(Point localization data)
****
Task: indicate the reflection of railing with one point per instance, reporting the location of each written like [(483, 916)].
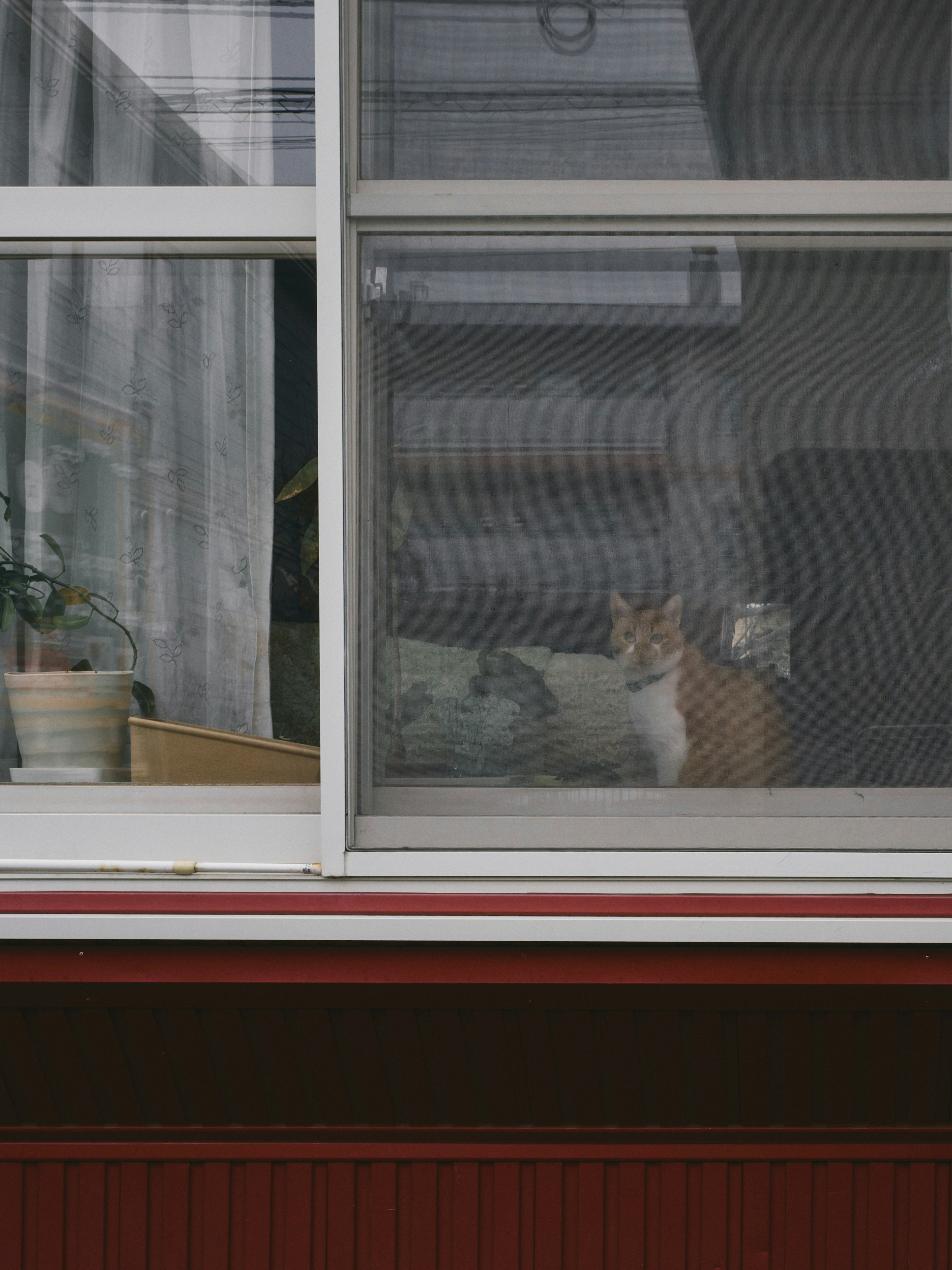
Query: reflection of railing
[(530, 423), (899, 755), (631, 564)]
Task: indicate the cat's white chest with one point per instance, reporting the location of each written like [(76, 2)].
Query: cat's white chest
[(659, 726)]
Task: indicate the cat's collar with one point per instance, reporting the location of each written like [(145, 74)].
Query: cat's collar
[(638, 685)]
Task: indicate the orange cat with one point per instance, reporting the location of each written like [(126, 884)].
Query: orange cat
[(705, 726)]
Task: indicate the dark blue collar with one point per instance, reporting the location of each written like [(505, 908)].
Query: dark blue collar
[(638, 685)]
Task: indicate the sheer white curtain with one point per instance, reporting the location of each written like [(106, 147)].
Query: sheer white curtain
[(138, 422)]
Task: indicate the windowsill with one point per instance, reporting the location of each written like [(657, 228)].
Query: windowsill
[(160, 799)]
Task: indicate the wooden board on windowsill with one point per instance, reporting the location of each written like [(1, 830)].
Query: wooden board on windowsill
[(182, 754)]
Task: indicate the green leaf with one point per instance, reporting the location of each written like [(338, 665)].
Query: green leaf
[(55, 606), (310, 545), (72, 624), (31, 611), (299, 484), (55, 547), (402, 510), (145, 699)]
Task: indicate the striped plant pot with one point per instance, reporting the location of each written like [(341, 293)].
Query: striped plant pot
[(75, 719)]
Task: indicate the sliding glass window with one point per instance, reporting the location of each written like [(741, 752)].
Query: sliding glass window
[(158, 516), (653, 512)]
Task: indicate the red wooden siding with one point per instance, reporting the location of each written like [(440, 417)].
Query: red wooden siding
[(474, 1215), (445, 1066)]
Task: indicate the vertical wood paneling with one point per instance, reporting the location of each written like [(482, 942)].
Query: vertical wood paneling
[(839, 1216), (694, 1232), (549, 1215), (299, 1217), (861, 1217), (341, 1216), (31, 1217), (70, 1218), (900, 1221), (570, 1217), (505, 1215), (134, 1216), (653, 1217), (881, 1217), (942, 1215), (176, 1202), (216, 1193), (92, 1217), (798, 1196), (838, 1069), (753, 1056), (11, 1213), (673, 1227), (624, 1070), (612, 1216), (592, 1209), (50, 1211), (384, 1216), (714, 1216), (757, 1217), (319, 1218), (466, 1216), (922, 1217), (527, 1216), (631, 1216), (736, 1216), (423, 1215)]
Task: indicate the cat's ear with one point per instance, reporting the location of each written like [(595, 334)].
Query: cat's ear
[(620, 609), (672, 610)]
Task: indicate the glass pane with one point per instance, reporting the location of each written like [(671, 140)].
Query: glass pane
[(159, 93), (611, 89), (158, 576), (655, 512)]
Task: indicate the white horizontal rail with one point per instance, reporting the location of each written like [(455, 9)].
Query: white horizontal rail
[(79, 213), (734, 200), (775, 868), (179, 868), (248, 837)]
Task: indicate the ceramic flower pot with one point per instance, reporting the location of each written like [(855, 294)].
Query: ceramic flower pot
[(72, 719)]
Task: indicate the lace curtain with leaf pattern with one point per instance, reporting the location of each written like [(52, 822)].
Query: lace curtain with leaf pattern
[(138, 395)]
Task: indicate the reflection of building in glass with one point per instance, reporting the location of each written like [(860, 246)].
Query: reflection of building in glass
[(574, 404)]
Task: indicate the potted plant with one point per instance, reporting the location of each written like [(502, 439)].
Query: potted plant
[(66, 721)]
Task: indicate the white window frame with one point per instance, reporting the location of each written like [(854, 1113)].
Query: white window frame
[(242, 836), (818, 841)]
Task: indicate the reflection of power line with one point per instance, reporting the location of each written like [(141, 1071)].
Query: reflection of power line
[(564, 37)]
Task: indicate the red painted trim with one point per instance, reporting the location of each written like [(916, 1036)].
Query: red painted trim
[(221, 963), (275, 1140), (478, 906)]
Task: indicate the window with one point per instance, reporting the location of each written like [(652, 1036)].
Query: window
[(705, 89), (635, 407), (108, 93), (159, 600)]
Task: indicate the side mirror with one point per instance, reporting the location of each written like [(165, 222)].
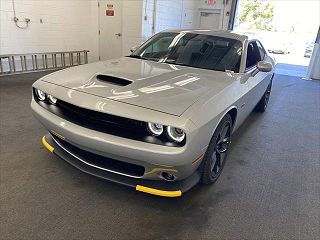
****
Print the data exactly as written, dropping any images it holds.

Task: indicate the reflection of railing with one point per instance, reporting the location of each written like [(483, 916)].
Query: reflection of railing
[(530, 423), (899, 755), (631, 564)]
Task: indicate the cat's white chest with one point per instance, reporting the location of each written like [(76, 2)].
Query: cat's white chest
[(659, 726)]
Task: indicate the cat's collar with one point per instance, reporting the location of each written like [(145, 74)].
Query: cat's collar
[(638, 685)]
Task: indicate the orange cat with one point per instance, reporting the location of each written like [(126, 884)].
Query: orange cat
[(705, 726)]
Task: indicate the dark blue collar with one point per instance, reporting the location of each written like [(505, 908)].
Query: dark blue collar
[(638, 685)]
Task: indicate the sheer white curtain with one point per instance, reporting the location of each written like [(106, 147)].
Query: sheer white curtain
[(138, 422)]
Task: indicate the windowsill with one point per instance, reporting the location of each written like [(657, 228)].
Query: windowsill
[(160, 799)]
Task: indicate the wooden board on windowsill with one point per instance, reporting the location of each written like [(1, 830)].
Query: wooden board on windowsill
[(182, 754)]
Task: indicate the green leaf with one point per instance, reporting the location of each written like [(338, 665)].
Query: green leaf
[(55, 606), (310, 545), (72, 624), (31, 611), (299, 484), (55, 547), (402, 510), (145, 699)]
Task: indicate the striped plant pot with one point per instance, reporting the location of each written like [(341, 293)].
Query: striped plant pot
[(75, 719)]
Task: indicate the sliding glass window with one point per instance, reporting the location of each written like [(741, 752)].
Query: sliding glass window
[(158, 516), (653, 512)]
Task: indicate the red wooden siding with one point per instance, reporting the location of each written like [(440, 417)].
Query: red wooden siding
[(474, 1215), (445, 1066)]
Task: indicate the vertical wood paneling with one point per instance, reporting the location of each written like [(482, 942)].
Query: vertical wood paneling
[(839, 1216), (694, 1232), (549, 1215), (299, 1217), (861, 1217), (341, 1216), (31, 1217), (70, 1218), (900, 1221), (570, 1217), (505, 1215), (134, 1216), (653, 1217), (881, 1217), (942, 1215), (176, 1202), (216, 1193), (92, 1217), (798, 1196), (838, 1069), (753, 1056), (11, 1213), (673, 1227), (624, 1070), (612, 1216), (592, 1209), (50, 1211), (384, 1216), (714, 1216), (757, 1217), (319, 1218), (466, 1216), (922, 1217), (527, 1216), (631, 1216), (736, 1216), (423, 1215)]
Task: indicate the cat's ear with one point per instance, reporting the location of each written like [(595, 334)].
Query: cat's ear
[(620, 609), (672, 610)]
Task: indicate the glass pane with one point per instance, reporting the location of each written like [(671, 140)].
Query: glass pane
[(159, 93), (611, 89), (158, 576), (655, 512)]
Task: indicate the white horizontal rail with one point per instance, reporting the location of each written like [(455, 9)].
Query: white horizontal rail
[(79, 213), (734, 200), (775, 868), (179, 868), (248, 837)]
Task: indicate the ceramic flower pot with one point per instance, reporting the location of each written like [(855, 294)].
Query: ceramic flower pot
[(72, 719)]
Task: indicate the lace curtain with leaf pattern with one point per instance, reporting the location of each written like [(52, 822)].
Query: lace curtain with leaf pattern
[(138, 395)]
Task: indicate the reflection of building in glass with one point per instance, reporting the location of each written like [(860, 246)].
Query: reflection of building in glass
[(574, 404)]
Task: indicate the potted plant with one point per instance, reporting the location of each written like [(502, 439)].
Query: potted plant
[(66, 721)]
Task: indicate the white window frame with one point per instance, reporting the location of each written like [(854, 1113)].
Query: white window frame
[(242, 836), (818, 841)]
Task: indicate the reflection of power line with one point per instance, reporting the location of each written like [(141, 1071)].
Query: reflection of power line
[(564, 37)]
Task: indicate the red painted trim with one point per instance, reporting the location of each written like [(916, 1036)].
Query: red painted trim
[(221, 963), (275, 1140), (478, 906)]
Task: indicate the window with one point per instance, reporting the location of each written like [(652, 1036)].
Query: window
[(705, 89), (635, 407), (108, 93), (159, 600)]
Task: indicate the side mirror with one point per instance, reporting the location of each written like [(165, 222)].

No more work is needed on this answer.